*Consigne*. Dans le texte de la page, relevez les mots reliés par des tirets qui suivent « plus germanique que ». Ne notez qu'une fois chacun de ceux qui se répètent.

*Texte de la page*.
++++
PORT ROYAL : y a des marins qui jouent

[PORT ROYAL]

PORT ROYAL : y a des marins qui jouent

Avant d’aller installer leurs locaux dans les Caraïbes, suite au casse du siècle qu’ils ont réalisé en remportant les 2 plus prestigieux prix ludiques en 2014, Pegasus Spiele avait un peu anticipé l’affaire en proposant en début d’année un titre ayant pour cadre la Jamaïque du XVIIe siècle.
Une vision de la Jamaïque tout de même plus germanique que Rastafari - Babylone - System - Rastafari - Zion - Babylone.
Afin de dissiper toute ambigüité ou même toute ambiguïté, il semble opportun de préciser que Port Royal n’a rien à voir avec Port Royal.
En effet, Port Royal est un jeu de carte sur le thème des pirates, tandis que Port Royal est un jeu sur les pirates, dans lequel on trouve des cartes.

Devinant une légère inflexion des sourcils chez certains lecteurs, je m’empresse d’apporter quelques éclaircissements :
En 2000 paraît chez Queen Games un jeu de Wolfgang Panning intitulé Port Royal, qui aura le mérite de figurer dans la liste des recommandations du jury du Spiel des Jahres 2000.
++++
*Données fournies*.
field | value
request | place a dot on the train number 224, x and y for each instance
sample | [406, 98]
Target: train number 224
++++
*Réponse attendue*. Rastafari, Babylone, System, Zion